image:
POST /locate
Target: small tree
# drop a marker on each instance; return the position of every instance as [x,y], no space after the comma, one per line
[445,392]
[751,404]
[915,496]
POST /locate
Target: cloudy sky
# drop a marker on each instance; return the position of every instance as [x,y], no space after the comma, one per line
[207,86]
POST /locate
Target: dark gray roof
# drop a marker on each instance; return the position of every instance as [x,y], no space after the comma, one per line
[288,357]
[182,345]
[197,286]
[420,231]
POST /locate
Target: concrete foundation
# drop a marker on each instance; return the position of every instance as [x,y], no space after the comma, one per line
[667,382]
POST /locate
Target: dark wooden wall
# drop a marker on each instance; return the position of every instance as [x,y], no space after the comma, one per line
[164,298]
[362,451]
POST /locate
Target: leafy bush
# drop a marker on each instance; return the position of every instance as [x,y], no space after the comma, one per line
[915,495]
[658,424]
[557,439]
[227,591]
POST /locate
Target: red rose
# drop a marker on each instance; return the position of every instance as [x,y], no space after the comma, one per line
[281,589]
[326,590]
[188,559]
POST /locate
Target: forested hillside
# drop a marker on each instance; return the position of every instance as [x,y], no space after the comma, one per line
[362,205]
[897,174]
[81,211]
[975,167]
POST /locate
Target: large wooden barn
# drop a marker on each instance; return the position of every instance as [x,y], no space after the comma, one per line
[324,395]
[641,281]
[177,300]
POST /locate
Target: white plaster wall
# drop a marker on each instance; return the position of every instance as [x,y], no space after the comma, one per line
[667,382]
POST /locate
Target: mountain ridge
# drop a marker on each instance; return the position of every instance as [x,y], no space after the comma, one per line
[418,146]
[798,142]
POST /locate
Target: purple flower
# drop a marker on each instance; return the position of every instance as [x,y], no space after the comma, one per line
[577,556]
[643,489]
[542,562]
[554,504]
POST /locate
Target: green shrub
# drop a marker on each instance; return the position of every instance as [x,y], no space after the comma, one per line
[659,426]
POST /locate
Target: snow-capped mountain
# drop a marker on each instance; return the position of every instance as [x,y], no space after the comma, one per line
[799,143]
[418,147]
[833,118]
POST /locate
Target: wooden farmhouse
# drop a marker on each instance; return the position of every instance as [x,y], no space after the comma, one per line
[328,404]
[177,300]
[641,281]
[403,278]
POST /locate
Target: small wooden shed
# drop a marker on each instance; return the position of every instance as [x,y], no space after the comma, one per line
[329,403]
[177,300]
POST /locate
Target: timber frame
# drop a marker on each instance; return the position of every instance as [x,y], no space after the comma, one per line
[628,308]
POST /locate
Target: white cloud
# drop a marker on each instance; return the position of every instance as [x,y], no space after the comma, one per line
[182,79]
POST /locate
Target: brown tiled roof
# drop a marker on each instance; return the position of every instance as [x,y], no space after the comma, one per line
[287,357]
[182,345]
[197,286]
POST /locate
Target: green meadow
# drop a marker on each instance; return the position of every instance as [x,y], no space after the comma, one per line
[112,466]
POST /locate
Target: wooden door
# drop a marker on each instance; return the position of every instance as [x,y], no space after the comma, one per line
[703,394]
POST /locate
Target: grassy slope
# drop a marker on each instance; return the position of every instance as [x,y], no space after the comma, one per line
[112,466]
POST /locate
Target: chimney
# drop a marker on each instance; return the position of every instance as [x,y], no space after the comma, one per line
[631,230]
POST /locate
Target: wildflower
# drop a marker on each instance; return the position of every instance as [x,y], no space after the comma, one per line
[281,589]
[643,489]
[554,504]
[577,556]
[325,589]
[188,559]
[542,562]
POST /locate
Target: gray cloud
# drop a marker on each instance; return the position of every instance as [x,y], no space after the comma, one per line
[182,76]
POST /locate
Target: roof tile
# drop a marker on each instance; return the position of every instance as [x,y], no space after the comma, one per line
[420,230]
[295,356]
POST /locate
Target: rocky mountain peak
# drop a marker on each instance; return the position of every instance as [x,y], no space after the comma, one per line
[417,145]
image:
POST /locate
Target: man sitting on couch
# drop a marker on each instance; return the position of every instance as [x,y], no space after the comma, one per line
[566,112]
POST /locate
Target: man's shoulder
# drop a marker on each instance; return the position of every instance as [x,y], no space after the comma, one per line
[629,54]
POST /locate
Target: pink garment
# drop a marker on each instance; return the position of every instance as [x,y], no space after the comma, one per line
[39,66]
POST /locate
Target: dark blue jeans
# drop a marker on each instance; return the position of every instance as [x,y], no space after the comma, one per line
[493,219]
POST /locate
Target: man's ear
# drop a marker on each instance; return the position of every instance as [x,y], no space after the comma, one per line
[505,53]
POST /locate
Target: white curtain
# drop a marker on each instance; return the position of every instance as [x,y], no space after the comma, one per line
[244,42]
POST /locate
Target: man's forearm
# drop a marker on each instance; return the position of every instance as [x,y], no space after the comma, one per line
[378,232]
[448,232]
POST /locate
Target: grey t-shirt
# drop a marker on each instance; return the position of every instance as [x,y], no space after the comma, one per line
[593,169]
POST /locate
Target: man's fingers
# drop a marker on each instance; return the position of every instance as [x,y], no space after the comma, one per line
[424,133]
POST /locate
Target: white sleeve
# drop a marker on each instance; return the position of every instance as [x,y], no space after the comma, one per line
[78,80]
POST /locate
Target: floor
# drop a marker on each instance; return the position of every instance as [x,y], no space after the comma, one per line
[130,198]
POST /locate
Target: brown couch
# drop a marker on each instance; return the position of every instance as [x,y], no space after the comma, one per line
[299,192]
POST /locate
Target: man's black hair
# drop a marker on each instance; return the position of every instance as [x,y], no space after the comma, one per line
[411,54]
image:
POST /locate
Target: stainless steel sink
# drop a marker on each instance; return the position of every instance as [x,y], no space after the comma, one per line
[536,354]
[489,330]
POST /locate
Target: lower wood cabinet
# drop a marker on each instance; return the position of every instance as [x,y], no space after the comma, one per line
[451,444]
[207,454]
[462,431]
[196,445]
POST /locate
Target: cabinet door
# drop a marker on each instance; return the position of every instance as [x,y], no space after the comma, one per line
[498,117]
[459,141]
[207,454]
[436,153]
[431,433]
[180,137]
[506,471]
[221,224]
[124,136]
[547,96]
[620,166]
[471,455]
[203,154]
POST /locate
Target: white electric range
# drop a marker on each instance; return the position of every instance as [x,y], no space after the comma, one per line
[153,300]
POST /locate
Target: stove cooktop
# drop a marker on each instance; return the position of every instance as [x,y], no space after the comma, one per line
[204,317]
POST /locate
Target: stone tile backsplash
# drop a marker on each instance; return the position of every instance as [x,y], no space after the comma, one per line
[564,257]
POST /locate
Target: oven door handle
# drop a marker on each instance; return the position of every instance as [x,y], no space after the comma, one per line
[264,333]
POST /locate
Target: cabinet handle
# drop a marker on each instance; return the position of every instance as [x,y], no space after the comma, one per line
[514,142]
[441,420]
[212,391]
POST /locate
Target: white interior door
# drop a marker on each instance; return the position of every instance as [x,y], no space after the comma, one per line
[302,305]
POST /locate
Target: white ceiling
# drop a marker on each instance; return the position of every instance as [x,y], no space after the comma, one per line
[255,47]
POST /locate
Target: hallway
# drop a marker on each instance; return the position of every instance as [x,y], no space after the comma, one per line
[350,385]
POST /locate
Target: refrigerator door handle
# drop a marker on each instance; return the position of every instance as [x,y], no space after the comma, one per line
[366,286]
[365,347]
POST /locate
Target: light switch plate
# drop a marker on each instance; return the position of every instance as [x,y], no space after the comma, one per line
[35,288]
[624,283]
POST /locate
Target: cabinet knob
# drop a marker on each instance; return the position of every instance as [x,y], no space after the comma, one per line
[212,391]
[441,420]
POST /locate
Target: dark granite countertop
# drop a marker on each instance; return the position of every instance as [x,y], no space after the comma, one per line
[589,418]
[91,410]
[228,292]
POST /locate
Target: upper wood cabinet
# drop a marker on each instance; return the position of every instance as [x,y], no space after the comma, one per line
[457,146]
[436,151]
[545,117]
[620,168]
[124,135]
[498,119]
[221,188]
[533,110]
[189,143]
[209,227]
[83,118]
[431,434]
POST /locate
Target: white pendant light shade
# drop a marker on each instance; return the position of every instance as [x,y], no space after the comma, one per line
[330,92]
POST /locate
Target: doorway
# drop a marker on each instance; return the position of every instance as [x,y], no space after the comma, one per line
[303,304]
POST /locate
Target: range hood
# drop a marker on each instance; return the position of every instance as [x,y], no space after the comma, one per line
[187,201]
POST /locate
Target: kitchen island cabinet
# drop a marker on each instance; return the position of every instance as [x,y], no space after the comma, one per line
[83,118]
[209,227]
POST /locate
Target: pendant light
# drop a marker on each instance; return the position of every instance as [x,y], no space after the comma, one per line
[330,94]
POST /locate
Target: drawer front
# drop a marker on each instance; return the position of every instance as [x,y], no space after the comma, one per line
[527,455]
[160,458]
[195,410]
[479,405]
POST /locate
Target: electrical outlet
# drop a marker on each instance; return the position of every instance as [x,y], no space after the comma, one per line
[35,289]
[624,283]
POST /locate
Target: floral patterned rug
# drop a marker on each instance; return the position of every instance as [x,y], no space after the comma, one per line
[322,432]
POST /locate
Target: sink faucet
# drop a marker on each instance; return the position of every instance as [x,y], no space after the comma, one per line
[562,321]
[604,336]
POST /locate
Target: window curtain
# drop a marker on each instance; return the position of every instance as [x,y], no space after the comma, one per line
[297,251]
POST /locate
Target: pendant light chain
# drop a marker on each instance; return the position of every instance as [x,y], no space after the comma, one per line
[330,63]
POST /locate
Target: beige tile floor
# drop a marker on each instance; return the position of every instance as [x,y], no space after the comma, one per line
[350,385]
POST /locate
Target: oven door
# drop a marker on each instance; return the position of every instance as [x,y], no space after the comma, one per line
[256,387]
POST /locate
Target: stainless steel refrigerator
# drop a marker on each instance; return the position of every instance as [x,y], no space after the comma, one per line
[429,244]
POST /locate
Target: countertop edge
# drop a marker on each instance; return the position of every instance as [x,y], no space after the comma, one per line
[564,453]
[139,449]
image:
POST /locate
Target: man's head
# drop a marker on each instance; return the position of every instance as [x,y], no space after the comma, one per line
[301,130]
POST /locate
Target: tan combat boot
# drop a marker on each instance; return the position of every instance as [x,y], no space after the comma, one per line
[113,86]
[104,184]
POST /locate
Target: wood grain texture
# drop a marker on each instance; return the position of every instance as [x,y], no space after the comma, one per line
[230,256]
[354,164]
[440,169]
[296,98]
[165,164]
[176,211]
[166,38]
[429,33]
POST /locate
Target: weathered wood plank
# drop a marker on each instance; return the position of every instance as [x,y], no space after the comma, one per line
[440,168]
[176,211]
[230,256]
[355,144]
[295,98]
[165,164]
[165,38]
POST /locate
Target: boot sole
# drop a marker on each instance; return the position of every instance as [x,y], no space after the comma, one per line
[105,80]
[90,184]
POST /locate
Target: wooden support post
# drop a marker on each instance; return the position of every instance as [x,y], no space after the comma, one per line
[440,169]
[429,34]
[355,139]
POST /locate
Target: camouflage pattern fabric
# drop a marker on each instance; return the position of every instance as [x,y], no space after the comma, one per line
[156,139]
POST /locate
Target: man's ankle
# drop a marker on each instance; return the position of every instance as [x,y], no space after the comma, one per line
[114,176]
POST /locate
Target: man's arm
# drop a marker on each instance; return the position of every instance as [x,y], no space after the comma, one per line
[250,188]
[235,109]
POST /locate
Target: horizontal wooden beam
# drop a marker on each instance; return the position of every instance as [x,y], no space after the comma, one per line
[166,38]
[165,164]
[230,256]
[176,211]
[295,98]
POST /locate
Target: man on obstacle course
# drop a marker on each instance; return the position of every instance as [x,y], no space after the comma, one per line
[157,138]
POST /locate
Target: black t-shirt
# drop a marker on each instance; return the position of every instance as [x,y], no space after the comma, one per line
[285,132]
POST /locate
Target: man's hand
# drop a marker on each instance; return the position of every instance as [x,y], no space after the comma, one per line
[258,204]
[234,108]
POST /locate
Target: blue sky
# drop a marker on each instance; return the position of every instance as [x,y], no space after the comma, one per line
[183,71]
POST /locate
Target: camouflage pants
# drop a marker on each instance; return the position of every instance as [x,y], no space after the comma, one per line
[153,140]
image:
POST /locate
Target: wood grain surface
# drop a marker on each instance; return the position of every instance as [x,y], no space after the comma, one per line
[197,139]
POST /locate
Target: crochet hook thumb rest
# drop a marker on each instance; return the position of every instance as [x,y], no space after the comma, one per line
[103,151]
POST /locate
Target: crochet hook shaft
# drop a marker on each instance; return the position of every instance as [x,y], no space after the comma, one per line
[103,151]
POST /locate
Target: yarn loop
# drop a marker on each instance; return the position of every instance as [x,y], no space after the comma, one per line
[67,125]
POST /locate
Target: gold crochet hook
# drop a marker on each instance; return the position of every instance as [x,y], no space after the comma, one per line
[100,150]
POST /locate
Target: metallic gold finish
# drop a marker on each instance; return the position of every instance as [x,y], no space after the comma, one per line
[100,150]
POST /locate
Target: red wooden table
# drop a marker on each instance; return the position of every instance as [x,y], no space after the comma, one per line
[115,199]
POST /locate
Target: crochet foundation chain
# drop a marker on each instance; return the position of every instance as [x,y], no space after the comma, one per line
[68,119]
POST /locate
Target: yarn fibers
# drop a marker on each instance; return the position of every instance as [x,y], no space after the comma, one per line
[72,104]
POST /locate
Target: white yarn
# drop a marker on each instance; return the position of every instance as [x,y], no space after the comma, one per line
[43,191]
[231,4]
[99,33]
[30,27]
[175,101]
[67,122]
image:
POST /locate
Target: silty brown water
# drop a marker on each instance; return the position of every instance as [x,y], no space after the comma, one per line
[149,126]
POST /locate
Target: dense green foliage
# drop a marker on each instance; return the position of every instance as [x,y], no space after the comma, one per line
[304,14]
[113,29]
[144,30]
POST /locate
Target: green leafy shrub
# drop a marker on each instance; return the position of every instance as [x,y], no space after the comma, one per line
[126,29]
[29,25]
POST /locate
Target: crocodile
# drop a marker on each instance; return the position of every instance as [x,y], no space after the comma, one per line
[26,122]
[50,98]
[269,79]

Short task: Pull out every line of the data that contains the string "blue", matching case exactly.

Complete answer:
Target: dark blue jeans
Target: blue sky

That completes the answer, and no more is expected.